(Dataset rows on where objects appear)
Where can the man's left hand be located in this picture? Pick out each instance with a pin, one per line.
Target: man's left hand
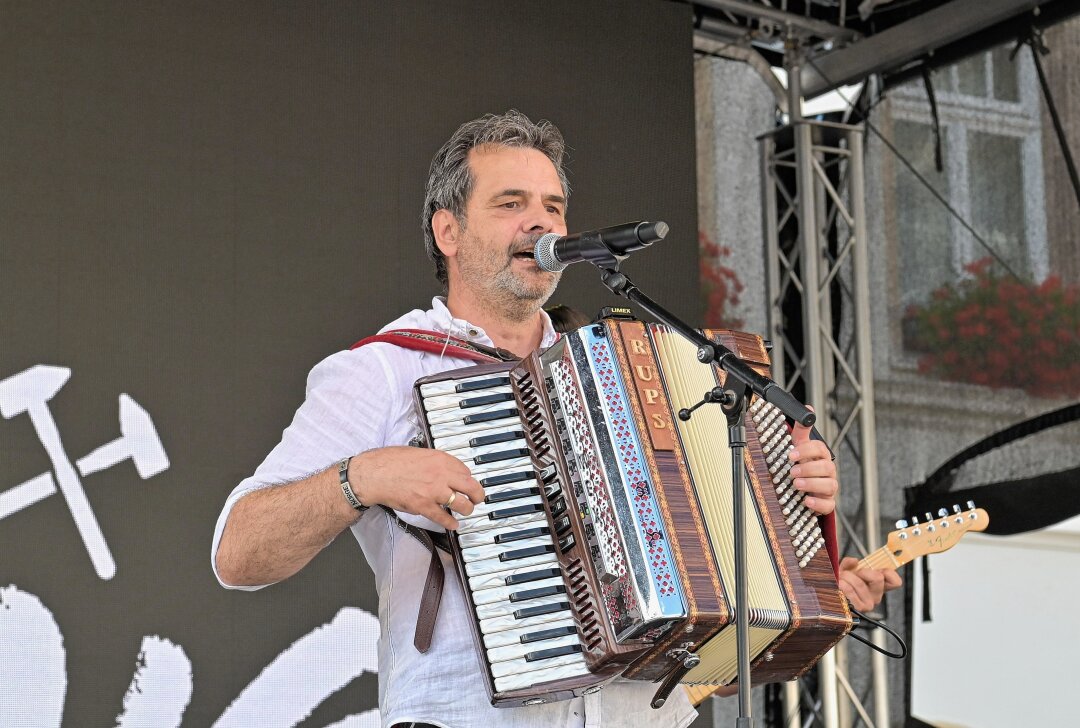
(865, 588)
(814, 471)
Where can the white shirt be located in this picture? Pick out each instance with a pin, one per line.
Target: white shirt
(361, 400)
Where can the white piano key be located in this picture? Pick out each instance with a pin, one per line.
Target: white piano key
(493, 551)
(447, 386)
(514, 636)
(495, 624)
(482, 513)
(491, 565)
(502, 593)
(454, 400)
(457, 416)
(477, 431)
(508, 608)
(483, 523)
(509, 668)
(485, 469)
(499, 578)
(520, 650)
(466, 454)
(540, 676)
(458, 428)
(474, 538)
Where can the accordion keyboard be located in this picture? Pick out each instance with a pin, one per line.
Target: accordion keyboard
(509, 548)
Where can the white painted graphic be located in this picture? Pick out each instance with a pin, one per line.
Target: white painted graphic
(161, 687)
(29, 391)
(316, 665)
(34, 676)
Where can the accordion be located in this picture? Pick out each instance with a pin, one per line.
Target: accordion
(605, 548)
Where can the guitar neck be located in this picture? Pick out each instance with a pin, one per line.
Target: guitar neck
(882, 558)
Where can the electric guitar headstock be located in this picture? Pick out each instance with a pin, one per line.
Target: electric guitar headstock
(933, 535)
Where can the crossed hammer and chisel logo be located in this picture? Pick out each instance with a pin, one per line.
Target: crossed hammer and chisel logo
(29, 391)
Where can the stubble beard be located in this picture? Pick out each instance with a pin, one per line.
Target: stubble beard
(515, 296)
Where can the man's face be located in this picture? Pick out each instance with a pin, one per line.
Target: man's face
(516, 198)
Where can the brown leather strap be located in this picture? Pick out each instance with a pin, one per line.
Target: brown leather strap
(432, 587)
(667, 685)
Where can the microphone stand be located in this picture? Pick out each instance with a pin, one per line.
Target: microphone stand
(733, 399)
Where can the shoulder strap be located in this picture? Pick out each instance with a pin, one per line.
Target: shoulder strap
(432, 594)
(439, 344)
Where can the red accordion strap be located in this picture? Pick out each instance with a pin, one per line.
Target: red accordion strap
(437, 344)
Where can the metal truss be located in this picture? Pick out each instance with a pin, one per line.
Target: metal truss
(819, 320)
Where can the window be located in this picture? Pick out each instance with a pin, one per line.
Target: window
(988, 110)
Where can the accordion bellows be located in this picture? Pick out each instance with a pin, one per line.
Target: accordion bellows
(605, 547)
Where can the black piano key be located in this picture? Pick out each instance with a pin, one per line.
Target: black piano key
(516, 510)
(554, 651)
(566, 543)
(538, 593)
(508, 477)
(511, 495)
(489, 416)
(498, 437)
(486, 399)
(514, 579)
(522, 535)
(558, 508)
(542, 609)
(502, 455)
(548, 634)
(525, 553)
(481, 383)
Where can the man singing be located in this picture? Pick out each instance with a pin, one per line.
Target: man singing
(494, 189)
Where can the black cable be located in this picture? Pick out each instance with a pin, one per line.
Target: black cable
(863, 618)
(1039, 48)
(925, 182)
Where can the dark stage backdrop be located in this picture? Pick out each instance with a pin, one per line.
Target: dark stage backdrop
(198, 202)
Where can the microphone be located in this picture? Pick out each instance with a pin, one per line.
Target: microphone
(554, 252)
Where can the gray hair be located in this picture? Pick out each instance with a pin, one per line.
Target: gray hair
(449, 179)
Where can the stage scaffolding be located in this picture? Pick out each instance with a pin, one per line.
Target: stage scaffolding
(819, 320)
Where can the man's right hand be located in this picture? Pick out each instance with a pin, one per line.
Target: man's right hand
(416, 480)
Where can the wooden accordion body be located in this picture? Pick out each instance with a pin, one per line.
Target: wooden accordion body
(605, 546)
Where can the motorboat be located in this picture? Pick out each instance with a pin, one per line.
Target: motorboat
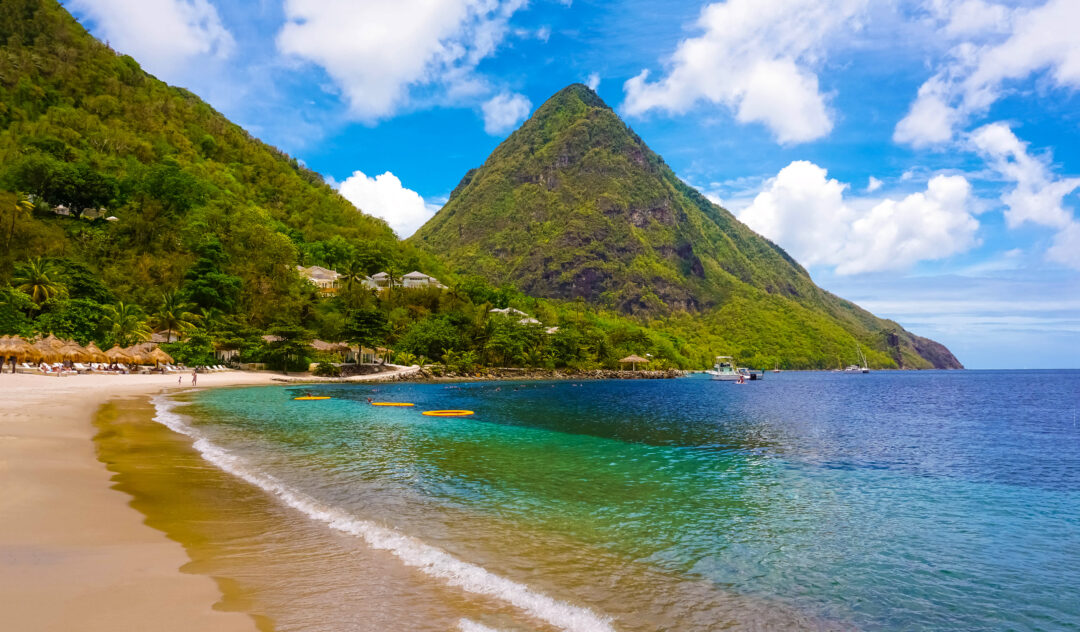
(725, 370)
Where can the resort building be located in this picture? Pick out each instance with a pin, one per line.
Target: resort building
(413, 280)
(325, 280)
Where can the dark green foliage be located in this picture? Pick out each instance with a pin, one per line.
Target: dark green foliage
(15, 308)
(292, 351)
(433, 336)
(327, 370)
(78, 319)
(574, 205)
(367, 327)
(196, 350)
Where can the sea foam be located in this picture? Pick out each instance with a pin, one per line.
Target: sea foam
(412, 551)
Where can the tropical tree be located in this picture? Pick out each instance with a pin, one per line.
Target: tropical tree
(125, 324)
(21, 206)
(35, 279)
(174, 314)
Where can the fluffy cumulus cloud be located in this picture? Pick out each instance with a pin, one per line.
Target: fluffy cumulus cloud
(755, 57)
(808, 213)
(378, 52)
(162, 35)
(503, 111)
(994, 46)
(385, 197)
(1038, 196)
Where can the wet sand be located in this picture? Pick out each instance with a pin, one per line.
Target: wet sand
(73, 553)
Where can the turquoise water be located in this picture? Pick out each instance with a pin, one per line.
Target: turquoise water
(892, 500)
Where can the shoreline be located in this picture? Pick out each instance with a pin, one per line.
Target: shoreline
(73, 553)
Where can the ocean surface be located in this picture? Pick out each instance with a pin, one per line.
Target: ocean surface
(902, 500)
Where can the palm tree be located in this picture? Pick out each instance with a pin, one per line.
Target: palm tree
(174, 314)
(352, 274)
(125, 324)
(22, 205)
(32, 278)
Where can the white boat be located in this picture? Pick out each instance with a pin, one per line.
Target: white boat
(725, 370)
(855, 367)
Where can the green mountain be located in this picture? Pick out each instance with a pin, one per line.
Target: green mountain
(574, 205)
(83, 128)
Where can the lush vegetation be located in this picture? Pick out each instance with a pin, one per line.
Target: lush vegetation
(575, 205)
(130, 206)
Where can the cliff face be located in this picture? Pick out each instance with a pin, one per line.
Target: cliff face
(574, 205)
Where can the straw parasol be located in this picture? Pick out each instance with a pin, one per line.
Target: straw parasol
(95, 353)
(117, 354)
(160, 357)
(634, 361)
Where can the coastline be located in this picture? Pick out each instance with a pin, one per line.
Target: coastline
(73, 553)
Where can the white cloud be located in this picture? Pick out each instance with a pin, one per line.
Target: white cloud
(755, 56)
(1034, 40)
(806, 212)
(377, 52)
(503, 111)
(161, 35)
(385, 197)
(1038, 197)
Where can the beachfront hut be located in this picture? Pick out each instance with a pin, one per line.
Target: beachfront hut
(634, 361)
(95, 353)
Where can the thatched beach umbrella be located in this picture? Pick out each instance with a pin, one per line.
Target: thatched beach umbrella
(118, 354)
(634, 361)
(95, 353)
(160, 357)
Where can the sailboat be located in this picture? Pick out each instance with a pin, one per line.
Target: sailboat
(855, 367)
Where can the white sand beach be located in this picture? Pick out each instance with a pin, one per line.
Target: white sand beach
(73, 554)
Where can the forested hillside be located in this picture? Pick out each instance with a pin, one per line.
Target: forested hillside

OBJECTIVE: Omit every image. Quote each record exactly.

THE COMPLETED TASK:
Where can the man's left hand be located in this picture? Pick out each instance with a pin, one per line.
Target: man's left hand
(865, 588)
(814, 471)
Where can the white shirt be located in this picture? Pick out each instance with a pin, one per line.
Target: white shirt
(361, 400)
Where can the white piano key be located in this picture? Pick out each instance with a pin, one per line.
Target: white piano key
(493, 551)
(447, 386)
(514, 636)
(495, 624)
(482, 513)
(491, 565)
(502, 593)
(454, 400)
(457, 416)
(477, 431)
(508, 608)
(483, 523)
(509, 668)
(485, 469)
(499, 578)
(520, 650)
(466, 454)
(540, 676)
(458, 428)
(474, 538)
Where can the accordion keyboard be located in this picture? Pick out each instance with a pin, one per line.
Target: accordion keyboard
(509, 548)
Where can the white painted graphic be located in this picture? Pick out each instance with a pin, one per line.
Target: white painted graphic
(161, 687)
(29, 391)
(316, 665)
(34, 676)
Where can the accordion be located in this picture? Pick out each instance with a pin, one per line.
Target: accordion
(605, 548)
Where can the guitar neck be located in this picture? Pick out each instance with a pin, one per line.
Target: guitar neck
(882, 558)
Where can the electric guitar headstock be located in this picture? Pick out each instance with a pin, one per line.
Target: electric guitar headstock
(933, 535)
Where can the crossed hammer and chisel logo be located in this picture? Pick out each instance with a pin, one per line.
Target: crossed hammer and chisel logo
(29, 391)
Where can the stubble beard be located in this picture? Pick out each instance with a pin, one per line.
Target: stubble beard
(515, 296)
Where can the man's face be located in this picture? Pick out each instance with a pin, one per line.
Target: man's face
(516, 198)
Where can the brown leather strap be located in this picture? Pick out each instance with a pin, one per line.
Target: brown leather strap
(432, 587)
(667, 685)
Where can the microphone stand be located in this picture? Pick out each instance with a pin, one per line.
Target: microphone stand
(733, 399)
Where can the shoulder strap be located in this picture? Pick out each instance with a pin, one per line.
Target: shoulder strap
(432, 594)
(439, 344)
Where can the red accordion strap be located in this picture? Pick out each instance with a pin, one per line.
Target: red accordion strap
(437, 344)
Where can the metal truss be located in this picture? Pick out each instance with a pin, one per line.
Target: metal truss
(819, 320)
Where can the window be located in this picture? Pick out each instance with a pin, one per line.
Target: window
(988, 110)
Where can the accordion bellows be located in this picture? Pick out each instance with a pin, one per line.
Target: accordion bellows
(605, 547)
Where can the black piano key be located in this picture? Pick out each instance with a pin, one per line.
Target: black piano key
(516, 510)
(554, 651)
(566, 543)
(538, 593)
(508, 477)
(511, 495)
(489, 416)
(498, 437)
(486, 399)
(514, 579)
(522, 535)
(558, 508)
(542, 609)
(502, 455)
(548, 634)
(525, 553)
(481, 383)
Where can the man singing be located in this picture? Pick out each instance with a pin, one per line.
Target: man singing
(494, 189)
Where can the black cable be located in this picture? Pick out each instance with a pin, one per line.
Target: black cable
(863, 618)
(1039, 48)
(925, 182)
Where can the dark stage backdrop be located in this picture? Pick out each instance with a pin, one per line.
Target: dark stage backdrop
(198, 202)
Where can the microphone be located in this picture? Pick out each instance with a pin, one per line.
Target: microphone
(554, 252)
Where can the gray hair be located in this picture? Pick out each instance with a pin, one per line.
Target: gray hair
(449, 179)
Where can the stage scaffolding be located in this picture? Pick out each instance with a pin, one per line.
Target: stage scaffolding
(819, 320)
Where can the man's right hand be located in this picture? Pick out each instance with a pin, one per line.
Target: man's right hand
(416, 480)
Where can the wooden accordion body be located in this picture? Pick out each instance with a pin, one per line.
Target: wooden accordion body
(605, 546)
Where can the motorboat be located in this picture? Pick out each instance with a pin, one per line.
Target: motorboat
(725, 370)
Where can the resort building be located in this picture? Pick out each instance with a pin, one per line.
Target: resort building
(413, 280)
(325, 280)
Where can the dark green foliage be located in this picture? Pick out each instance with a pin, one per line.
Target: dark green foliage
(15, 308)
(292, 351)
(433, 336)
(327, 370)
(78, 319)
(574, 205)
(367, 327)
(196, 350)
Where can the sea foam be located in this picture? Pick out each instance with a pin, one per line.
Target: sea foam
(412, 551)
Where can the tropical tree be located in this picture? Pick out each instance with a pin, one per line.
Target: tropical tree
(125, 324)
(21, 206)
(35, 279)
(174, 314)
Where can the fluffy cumulus cloud be located in this picture? Pick out each instance with a pin, one per line.
Target: fluffy cumulus cloud
(755, 57)
(808, 213)
(378, 52)
(162, 35)
(503, 111)
(994, 46)
(385, 197)
(1038, 196)
Where can the wet sand be located in this picture? Pick out each instance with a pin, one per line.
Target: wet sand
(73, 553)
Where can the turquoise water be located in this picture? Pick out each instance with a pin, one per line.
Target: turquoise water
(892, 500)
Where can the shoreline be located in this picture? Pick out each instance with a pin, one per line.
Target: shoreline
(73, 553)
Where can the ocean surface be located in this picture? Pick out each instance with a pin, one per line.
Target: ocean surface
(902, 500)
Where can the palm tree be located in this picture? Pick out each instance with a pin, one per line.
Target: palm tree
(174, 314)
(352, 274)
(125, 324)
(22, 205)
(32, 278)
Where can the white boat be located in this picture? Pick out each instance with a pin, one per line.
Target: white boat
(725, 370)
(855, 367)
Where can the green mountain be located in this picture? Pick out each instance with a pin, one per line.
Target: green mountain
(574, 205)
(83, 128)
Where can the lush vegetation be located in this picture? Pick out each instance with a pin, one per line.
Target: lush vegetation
(575, 205)
(130, 206)
Where can the cliff face be located in this picture? Pick out each instance with a pin, one per line.
Target: cliff face
(574, 205)
Where can the straw parasol be located in this picture? Pick out each instance with a pin, one per line.
Target: straw parasol
(95, 353)
(117, 354)
(160, 357)
(634, 361)
Where can the coastline be located in this picture? Pick out each instance with a pin, one per line.
Target: coastline
(73, 553)
Where can the white cloud be located in this picture? Pick out each instance with a pin, one per line.
Target: white cloud
(755, 56)
(1034, 40)
(806, 212)
(377, 52)
(503, 111)
(161, 35)
(385, 197)
(1038, 197)
Where can the beachfront hut be located in this picture? Pick out each instance with a pin, one per line.
Target: beachfront hut
(634, 361)
(95, 353)
Where can the thatched beach umbrella be located in this picture? Pick out each instance with a pin, one per line.
Target: thatched beach umbrella
(118, 354)
(634, 361)
(95, 353)
(160, 357)
Where can the sailboat be located in this picture? Pick out each instance with a pin, one per line.
Target: sailboat
(855, 367)
Where can the white sand beach be located in this picture? Pick out each instance with a pin, one per line.
Target: white sand beach
(73, 554)
Where can the forested hillside be located in this picture? Pick out each instance with a pin, one per line.
Target: forested hillside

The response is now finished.